# KUTIPAN TEKS

3.1.4. Proses Penebah (Thereser Process)
§ Hoisting Crane
Fungsi dari Hoisting Crane adalah untuk mengangkat lori dan menuangkan isi lori ke bunch feeder (hooper). Dimana lori yang diangkat tersebut berisi TBS yang sudah direbus.
§ Thereser
Fungsi dari Theresing adalah untu memisahkan buah dari janjangannya dengan cara mengangkat dan membantingnya serta mendorong janjang kosong ke empty bunch conveyor.
3.1.5. Proses Pengempaan (Pressing Process)

# BAHAN YANG DIBERIKAN

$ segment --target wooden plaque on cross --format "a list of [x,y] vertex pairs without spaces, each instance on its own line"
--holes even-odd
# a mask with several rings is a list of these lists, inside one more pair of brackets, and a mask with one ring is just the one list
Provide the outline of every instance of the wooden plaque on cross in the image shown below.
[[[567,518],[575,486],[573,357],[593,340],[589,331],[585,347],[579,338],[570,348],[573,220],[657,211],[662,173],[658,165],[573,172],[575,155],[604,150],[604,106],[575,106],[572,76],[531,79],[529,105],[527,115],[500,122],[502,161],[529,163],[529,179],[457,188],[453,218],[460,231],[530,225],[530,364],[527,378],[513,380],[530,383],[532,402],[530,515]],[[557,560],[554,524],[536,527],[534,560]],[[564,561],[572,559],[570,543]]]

# TUGAS LATIHAN 1
Tuliskan kembali bagian kutipan teks tentang proses penebah mulai dari "3.1.4. Proses Penebah" sampai dengan "yang sudah direbus.", tanpa mengubah satu kata pun.
# TUGAS LATIHAN 2
Lanjutkan kutipan teks tentang proses penebah dan pengempaan, dimulai tepat setelah bagian terakhir yang ditampilkan.

# HASIL LATIHAN 1
3.1.4. Proses Penebah (Thereser Process)
§ Hoisting Crane
Fungsi dari Hoisting Crane adalah untuk mengangkat lori dan menuangkan isi lori ke bunch feeder (hooper). Dimana lori yang diangkat tersebut berisi TBS yang sudah direbus.

# HASIL LATIHAN 2
Proses Kempa adalah pertama dimulainya pengambilan minyak dari buah Kelapa Sawit dengan jalan pelumatan dan pengempaan. Baik buruknya pengoperasian peralatan mempengarui efisiensi pengutipan minyak. Proses ini terdiri dari :
§ Digester
Setelah buah pisah dari janjangan, maka buah dikirim ke Digester dengan cara buah masuk ke Conveyor Under Threser yang fungsinya untuk membawa buah ke Fruit Elevator yang fungsinya untuk mengangkat buah keatas masuk ke distribusi conveyor yang kemudian menyalurkan buah masuk ke Digester. Didalam digester tersebut buah atau berondolan yang sudah terisi penuh diputar atau diaduk dengan menggunakan pisau pengaduk yang terpasang pada bagian poros II, sedangkan pisau bagian dasar sebagai pelempar atau mengeluarkan buah dari digester ke screw press.
Fungsi Digester :
1.Melumatkan daging buah.
2.Memisahkan daging buah dengan biji.
3.Mempersiapkan Feeding Press.
4.Mempermudah proses di Press.
5.Menaikkan Temperatur.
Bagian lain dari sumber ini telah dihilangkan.